### [Consigne]
D'après l'extrait proposé ci-dessous, expliquez comment l'assaillant a immobilisé la victime dans le sas du commissariat et quels coups il lui a portés.

[Extrait proposé]

Cinq personnes ont été placées en garde à vue dans l'enquête sur l'attaque menée dans l'entrée d'un commissariat à Rambouillet le 23 avril, près de Paris, où un Tunisien de 36 ans, Jamel G., a tué une fonctionnaire de police de coups de couteau à la gorge avant d'être abattu. L'habitation du logeur, située dans le Val-de-Marne, et le domicile de l'assaillant ont été perquisitionnés.
Il est 14h20 quand un homme pénètre dans le sas sécurisé du commissariat de Rambouillet, situé dans une zone résidentielle de la commune cossue des Yvelines, à une soixantaine de kilomètres au sud-ouest de Paris. «L'auteur des faits s'est rapidement engouffré derrière la victime. Il l'a alors enserrée avec un bras et plaquée contre la vitre du sas tout en lui portant deux coups de couteau, l'un à l'abdomen, l'autre à la gorge», a précisé le procureur antiterroriste Jean-François Ricard lors d'une conférence de presse le 25 avril. Il a également confirmé que l'homme avait crié «Allah Akbar».

[/Extrait proposé]
[Matériel d'étude]

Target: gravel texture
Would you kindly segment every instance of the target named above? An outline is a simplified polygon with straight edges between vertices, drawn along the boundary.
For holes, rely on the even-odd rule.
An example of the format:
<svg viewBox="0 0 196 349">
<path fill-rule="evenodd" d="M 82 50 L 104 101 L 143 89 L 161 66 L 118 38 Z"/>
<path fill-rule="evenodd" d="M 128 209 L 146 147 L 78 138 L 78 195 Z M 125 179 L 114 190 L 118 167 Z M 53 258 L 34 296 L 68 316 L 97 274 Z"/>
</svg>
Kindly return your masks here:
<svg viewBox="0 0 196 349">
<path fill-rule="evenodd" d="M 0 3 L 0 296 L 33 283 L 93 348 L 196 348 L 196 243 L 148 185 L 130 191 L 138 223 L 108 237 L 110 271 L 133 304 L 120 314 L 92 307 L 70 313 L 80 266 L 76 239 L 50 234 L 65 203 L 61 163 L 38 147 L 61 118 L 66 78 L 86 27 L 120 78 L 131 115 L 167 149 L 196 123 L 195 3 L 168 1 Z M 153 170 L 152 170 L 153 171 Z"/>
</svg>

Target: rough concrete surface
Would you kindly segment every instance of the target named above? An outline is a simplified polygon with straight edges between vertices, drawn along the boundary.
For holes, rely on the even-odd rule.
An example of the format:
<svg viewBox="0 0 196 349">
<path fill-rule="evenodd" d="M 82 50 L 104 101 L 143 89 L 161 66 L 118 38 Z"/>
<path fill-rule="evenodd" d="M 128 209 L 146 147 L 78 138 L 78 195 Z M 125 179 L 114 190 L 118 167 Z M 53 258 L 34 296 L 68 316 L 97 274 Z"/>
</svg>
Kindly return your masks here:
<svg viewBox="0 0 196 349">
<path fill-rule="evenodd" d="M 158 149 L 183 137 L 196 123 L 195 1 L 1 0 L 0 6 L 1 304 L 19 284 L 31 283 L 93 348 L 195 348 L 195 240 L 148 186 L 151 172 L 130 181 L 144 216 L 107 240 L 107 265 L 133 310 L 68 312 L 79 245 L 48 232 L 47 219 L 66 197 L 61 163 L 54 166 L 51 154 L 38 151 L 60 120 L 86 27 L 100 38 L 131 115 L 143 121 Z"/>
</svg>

[/Matériel d'étude]

### [Corrigé]
Il s'est rapidement engouffré derrière la victime, l'a enserrée avec un bras et l'a plaquée contre la vitre du sas. Dans le même temps, il lui a porté deux coups de couteau, l'un à l'abdomen, l'autre à la gorge.